BEGIN

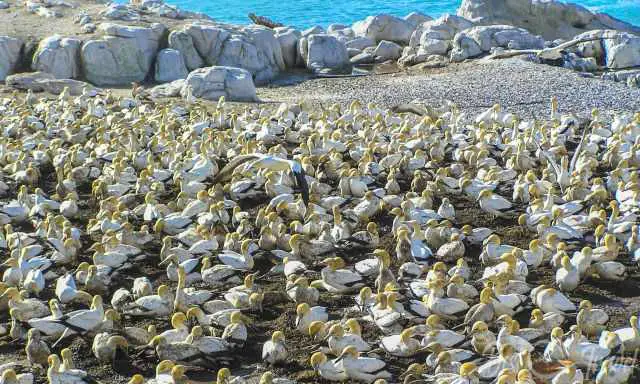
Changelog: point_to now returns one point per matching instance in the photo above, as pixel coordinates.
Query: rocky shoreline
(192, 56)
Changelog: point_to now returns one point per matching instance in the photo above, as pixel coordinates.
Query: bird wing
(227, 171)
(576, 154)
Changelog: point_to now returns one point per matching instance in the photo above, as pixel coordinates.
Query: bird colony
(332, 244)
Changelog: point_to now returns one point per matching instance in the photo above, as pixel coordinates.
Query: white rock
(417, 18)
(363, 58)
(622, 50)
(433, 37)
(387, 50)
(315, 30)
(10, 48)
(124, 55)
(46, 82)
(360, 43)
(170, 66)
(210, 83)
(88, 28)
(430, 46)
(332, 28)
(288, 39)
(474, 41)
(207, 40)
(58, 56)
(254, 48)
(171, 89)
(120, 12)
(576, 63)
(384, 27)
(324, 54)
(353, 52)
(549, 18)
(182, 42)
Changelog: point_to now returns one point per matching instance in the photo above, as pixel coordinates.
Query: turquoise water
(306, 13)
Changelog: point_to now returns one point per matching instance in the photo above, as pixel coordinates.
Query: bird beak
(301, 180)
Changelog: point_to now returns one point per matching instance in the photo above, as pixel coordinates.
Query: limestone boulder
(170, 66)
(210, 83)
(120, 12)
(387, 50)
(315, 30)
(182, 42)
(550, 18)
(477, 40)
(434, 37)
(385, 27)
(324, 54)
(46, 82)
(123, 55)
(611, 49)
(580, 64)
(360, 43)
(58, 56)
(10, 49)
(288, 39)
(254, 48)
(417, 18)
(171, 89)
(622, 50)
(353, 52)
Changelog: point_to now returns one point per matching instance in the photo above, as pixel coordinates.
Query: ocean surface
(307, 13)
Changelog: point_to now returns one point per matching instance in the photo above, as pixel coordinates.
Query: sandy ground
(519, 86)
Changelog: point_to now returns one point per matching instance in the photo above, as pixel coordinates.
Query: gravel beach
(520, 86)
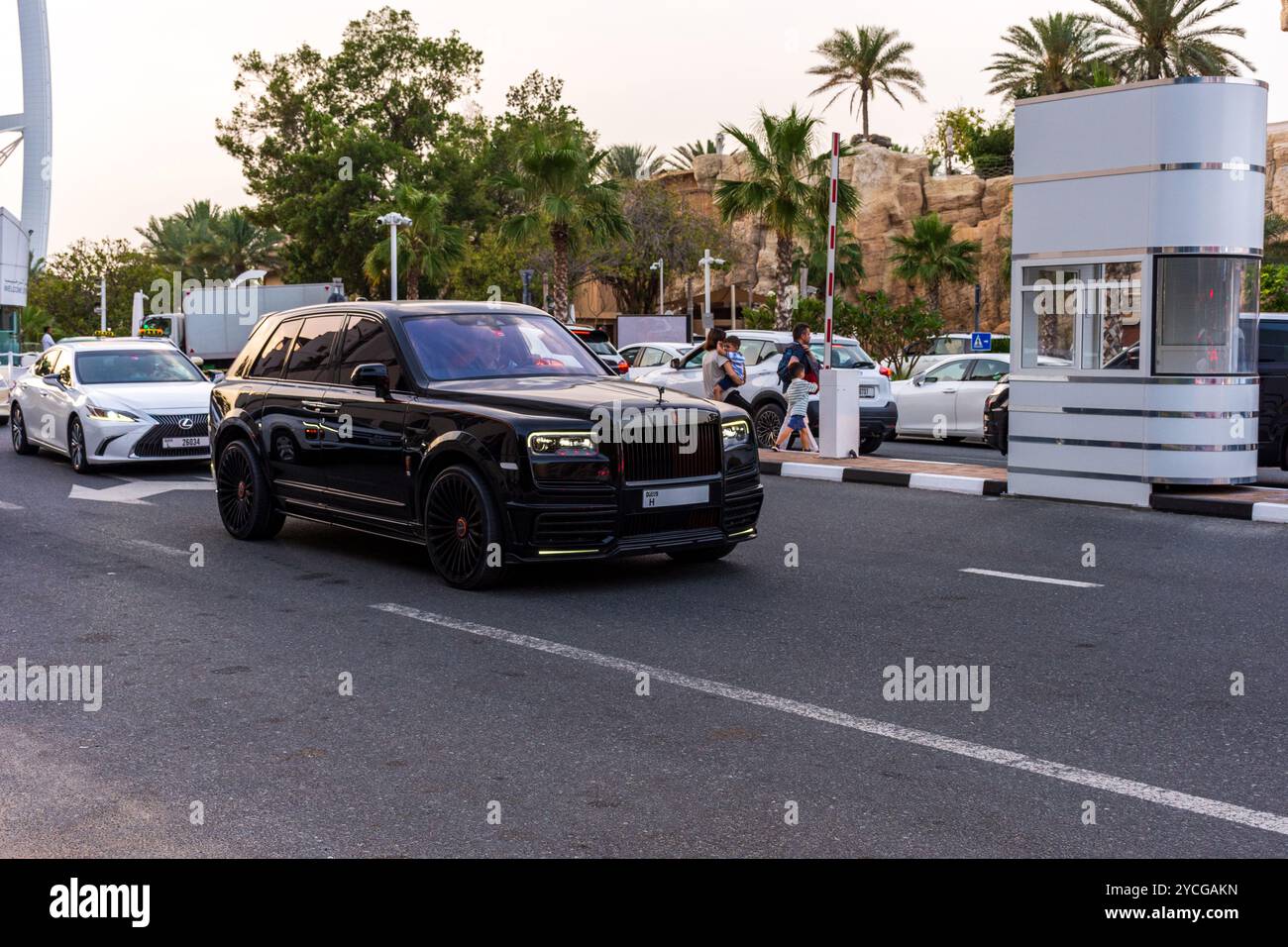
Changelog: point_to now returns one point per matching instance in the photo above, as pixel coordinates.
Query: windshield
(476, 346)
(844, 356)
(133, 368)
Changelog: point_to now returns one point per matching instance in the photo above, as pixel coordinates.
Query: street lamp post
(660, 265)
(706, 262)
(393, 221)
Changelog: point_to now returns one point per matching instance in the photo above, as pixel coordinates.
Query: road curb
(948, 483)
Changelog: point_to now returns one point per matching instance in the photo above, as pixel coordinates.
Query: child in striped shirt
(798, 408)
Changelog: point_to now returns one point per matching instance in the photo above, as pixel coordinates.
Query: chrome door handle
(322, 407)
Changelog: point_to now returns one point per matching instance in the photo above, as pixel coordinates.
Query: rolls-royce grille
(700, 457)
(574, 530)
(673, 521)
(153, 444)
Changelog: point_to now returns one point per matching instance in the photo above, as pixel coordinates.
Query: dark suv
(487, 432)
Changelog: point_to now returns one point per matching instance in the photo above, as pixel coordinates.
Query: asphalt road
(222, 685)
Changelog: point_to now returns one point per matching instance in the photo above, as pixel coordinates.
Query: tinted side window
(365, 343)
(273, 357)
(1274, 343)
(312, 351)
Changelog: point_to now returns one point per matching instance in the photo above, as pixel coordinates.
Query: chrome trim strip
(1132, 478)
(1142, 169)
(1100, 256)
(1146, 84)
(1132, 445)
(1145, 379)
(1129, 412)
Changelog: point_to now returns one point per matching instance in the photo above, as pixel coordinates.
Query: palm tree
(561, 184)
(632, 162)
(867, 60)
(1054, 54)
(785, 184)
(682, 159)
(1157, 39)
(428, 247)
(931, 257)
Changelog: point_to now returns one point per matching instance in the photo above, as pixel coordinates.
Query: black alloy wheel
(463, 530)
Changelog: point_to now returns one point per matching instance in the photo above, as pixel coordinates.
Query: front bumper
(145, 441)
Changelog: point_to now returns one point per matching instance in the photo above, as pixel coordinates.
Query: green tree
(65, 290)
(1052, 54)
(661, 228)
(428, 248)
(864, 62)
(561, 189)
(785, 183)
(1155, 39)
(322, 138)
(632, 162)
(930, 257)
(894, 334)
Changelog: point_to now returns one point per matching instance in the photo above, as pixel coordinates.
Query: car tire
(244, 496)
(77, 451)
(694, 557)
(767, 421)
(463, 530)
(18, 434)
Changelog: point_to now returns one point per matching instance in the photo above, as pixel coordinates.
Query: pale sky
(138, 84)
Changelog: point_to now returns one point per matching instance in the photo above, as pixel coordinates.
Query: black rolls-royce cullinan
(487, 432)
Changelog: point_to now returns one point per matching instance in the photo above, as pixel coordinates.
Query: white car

END
BEGIN

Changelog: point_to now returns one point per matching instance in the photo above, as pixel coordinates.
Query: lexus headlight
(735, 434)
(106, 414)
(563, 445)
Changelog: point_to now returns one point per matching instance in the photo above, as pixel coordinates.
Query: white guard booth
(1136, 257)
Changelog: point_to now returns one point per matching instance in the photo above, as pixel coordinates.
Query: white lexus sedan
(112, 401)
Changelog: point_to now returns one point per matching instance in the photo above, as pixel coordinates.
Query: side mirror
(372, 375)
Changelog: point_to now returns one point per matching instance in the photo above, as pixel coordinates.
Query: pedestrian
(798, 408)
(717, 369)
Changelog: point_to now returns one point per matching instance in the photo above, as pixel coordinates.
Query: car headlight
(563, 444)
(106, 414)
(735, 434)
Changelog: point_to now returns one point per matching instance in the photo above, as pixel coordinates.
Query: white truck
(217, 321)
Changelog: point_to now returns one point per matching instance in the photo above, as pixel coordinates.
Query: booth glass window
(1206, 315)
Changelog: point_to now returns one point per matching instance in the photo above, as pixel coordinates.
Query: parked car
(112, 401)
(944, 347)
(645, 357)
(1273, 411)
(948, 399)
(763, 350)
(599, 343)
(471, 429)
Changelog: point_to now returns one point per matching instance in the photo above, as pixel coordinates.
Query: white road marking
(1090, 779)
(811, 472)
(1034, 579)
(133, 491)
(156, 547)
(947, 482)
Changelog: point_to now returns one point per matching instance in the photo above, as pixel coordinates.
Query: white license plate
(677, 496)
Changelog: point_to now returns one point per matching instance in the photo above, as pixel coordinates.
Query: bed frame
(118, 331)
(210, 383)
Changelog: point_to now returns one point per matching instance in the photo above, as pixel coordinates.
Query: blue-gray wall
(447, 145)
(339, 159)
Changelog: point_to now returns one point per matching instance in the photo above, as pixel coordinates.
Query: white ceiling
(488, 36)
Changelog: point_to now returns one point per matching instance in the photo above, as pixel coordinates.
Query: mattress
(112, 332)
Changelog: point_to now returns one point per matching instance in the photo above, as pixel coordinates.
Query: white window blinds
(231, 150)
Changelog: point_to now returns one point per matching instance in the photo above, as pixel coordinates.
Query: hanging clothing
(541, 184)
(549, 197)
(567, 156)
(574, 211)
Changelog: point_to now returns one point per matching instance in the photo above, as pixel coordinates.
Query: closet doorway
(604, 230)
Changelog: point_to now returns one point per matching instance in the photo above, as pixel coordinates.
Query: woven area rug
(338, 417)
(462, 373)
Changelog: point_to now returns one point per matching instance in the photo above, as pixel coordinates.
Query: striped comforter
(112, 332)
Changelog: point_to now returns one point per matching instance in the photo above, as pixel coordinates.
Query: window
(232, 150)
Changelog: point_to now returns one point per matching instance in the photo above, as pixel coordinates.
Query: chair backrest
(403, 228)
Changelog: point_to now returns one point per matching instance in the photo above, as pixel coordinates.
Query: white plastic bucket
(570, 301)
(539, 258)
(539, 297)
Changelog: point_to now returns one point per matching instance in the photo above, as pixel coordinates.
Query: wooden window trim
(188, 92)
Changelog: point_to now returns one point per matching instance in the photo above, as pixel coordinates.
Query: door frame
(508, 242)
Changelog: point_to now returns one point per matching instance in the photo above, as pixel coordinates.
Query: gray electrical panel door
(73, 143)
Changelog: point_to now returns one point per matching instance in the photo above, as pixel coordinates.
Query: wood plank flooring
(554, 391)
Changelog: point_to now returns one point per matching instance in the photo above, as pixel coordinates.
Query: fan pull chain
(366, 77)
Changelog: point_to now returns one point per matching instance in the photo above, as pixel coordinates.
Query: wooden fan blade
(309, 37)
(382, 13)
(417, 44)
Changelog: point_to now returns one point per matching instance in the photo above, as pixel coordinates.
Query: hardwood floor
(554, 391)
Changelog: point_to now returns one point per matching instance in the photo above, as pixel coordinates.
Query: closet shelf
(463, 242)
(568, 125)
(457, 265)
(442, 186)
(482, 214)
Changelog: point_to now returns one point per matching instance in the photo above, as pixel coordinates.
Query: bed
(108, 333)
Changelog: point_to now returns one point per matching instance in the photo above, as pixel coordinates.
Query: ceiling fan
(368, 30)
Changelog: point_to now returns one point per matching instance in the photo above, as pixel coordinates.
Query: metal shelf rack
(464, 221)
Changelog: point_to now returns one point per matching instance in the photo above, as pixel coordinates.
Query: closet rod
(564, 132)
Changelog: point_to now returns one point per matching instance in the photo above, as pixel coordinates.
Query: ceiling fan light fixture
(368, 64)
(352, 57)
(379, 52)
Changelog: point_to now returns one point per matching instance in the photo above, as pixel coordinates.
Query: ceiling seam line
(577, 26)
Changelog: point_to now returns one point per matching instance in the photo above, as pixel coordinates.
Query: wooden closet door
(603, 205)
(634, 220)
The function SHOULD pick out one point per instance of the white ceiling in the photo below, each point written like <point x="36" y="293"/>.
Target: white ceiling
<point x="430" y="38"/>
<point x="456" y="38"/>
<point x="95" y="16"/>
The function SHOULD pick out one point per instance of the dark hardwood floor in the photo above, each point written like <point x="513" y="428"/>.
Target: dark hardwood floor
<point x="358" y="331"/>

END

Where a line of the listing holds "like", show that line.

YOUR RESPONSE:
The function SHOULD pick out one point per instance of the white ceiling in the photo below, each point written like <point x="36" y="293"/>.
The function SHOULD pick out one point per instance of the dark hardwood floor in the photo above, each point written like <point x="513" y="428"/>.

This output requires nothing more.